*Given records*
┌──

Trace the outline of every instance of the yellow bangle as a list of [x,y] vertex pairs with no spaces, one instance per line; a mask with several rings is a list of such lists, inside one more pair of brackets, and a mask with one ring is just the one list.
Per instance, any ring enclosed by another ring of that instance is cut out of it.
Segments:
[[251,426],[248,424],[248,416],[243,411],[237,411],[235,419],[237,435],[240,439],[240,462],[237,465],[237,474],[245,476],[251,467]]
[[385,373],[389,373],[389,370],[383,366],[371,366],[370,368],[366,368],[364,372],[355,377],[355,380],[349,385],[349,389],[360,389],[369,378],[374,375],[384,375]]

└──

*Work item*
Nothing but the lines from the beginning of the records through the line with "Per instance, any" should appear, each printed exactly.

*Solution to this problem*
Trace the outline of every instance of the yellow bangle as a list of [x,y] vertex pairs with no spaces, one instance per line; a mask with several rings is a list of such lists, inside one more pair of brackets, and a mask with one ring is just the one list.
Per instance, any ring enclosed by another ring of that instance is cut out of it.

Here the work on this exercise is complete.